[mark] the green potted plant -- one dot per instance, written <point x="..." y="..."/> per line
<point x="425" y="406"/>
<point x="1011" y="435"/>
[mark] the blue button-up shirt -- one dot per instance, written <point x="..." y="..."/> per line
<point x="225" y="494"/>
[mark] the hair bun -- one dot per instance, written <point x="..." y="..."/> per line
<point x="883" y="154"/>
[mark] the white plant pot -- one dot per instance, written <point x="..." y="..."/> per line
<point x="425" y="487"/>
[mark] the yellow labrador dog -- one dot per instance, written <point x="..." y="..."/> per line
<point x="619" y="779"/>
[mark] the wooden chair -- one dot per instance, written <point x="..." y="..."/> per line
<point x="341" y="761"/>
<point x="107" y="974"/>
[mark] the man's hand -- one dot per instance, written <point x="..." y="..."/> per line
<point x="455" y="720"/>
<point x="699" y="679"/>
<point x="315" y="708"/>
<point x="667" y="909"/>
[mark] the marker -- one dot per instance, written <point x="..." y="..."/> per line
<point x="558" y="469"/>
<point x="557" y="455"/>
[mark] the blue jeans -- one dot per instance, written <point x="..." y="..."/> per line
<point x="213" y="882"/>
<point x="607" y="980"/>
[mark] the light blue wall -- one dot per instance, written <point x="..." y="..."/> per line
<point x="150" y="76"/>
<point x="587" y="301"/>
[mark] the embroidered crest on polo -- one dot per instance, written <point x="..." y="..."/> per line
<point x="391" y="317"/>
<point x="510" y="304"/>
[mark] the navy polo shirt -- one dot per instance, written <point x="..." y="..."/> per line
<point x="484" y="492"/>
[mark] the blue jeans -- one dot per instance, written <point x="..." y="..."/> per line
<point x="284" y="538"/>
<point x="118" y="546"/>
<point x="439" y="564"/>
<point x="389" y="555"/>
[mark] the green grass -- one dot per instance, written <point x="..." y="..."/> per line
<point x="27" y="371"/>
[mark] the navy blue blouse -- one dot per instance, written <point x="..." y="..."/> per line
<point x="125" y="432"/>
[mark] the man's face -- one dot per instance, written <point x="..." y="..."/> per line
....
### What to produce
Each record needs to be given again exactly.

### Answer for the task
[mark] the green potted plant -- one dot per instance, written <point x="..." y="..."/> per line
<point x="425" y="406"/>
<point x="1011" y="435"/>
[mark] the blue button-up shirt -- one dot per instance, written <point x="..." y="..."/> per line
<point x="225" y="494"/>
[mark] the hair bun -- one dot per instance, written <point x="..." y="..."/> per line
<point x="883" y="154"/>
[mark] the white plant pot -- one dot per instance, written <point x="..." y="..."/> per line
<point x="425" y="487"/>
[mark] the yellow labrador dog -- one dot per instance, written <point x="..." y="..."/> per line
<point x="619" y="779"/>
[mark] the wooden chair -- one dot per instance, written <point x="..." y="..."/> per line
<point x="341" y="761"/>
<point x="107" y="974"/>
[mark] the man's hand -- one dot per instance, written <point x="..." y="..."/> per line
<point x="455" y="720"/>
<point x="699" y="679"/>
<point x="315" y="708"/>
<point x="667" y="909"/>
[mark] the marker -- one dot per instance, written <point x="..." y="..."/> per line
<point x="558" y="469"/>
<point x="557" y="455"/>
[mark] the blue jeans -- one dot per instance, written <point x="..." y="..."/> per line
<point x="213" y="882"/>
<point x="607" y="980"/>
[mark] the light blue wall -- one dot per instance, written <point x="..." y="..."/> per line
<point x="150" y="76"/>
<point x="587" y="301"/>
[mark] the embroidered crest on polo -- one dot per instance, written <point x="..." y="..."/> per line
<point x="391" y="317"/>
<point x="510" y="304"/>
[mark] the navy polo shirt -- one dot per instance, written <point x="..." y="..."/> per line
<point x="484" y="492"/>
[mark] the blue jeans -- one dot per instance, written <point x="..." y="..."/> per line
<point x="284" y="538"/>
<point x="118" y="546"/>
<point x="439" y="564"/>
<point x="389" y="555"/>
[mark] the green grass -- one dot per instance, written <point x="..." y="..."/> per line
<point x="27" y="371"/>
[mark] the navy blue blouse -- one dot per instance, written <point x="..." y="..."/> per line
<point x="125" y="432"/>
[mark] the man's face -- one dot per instance, written <point x="..." y="..."/> per line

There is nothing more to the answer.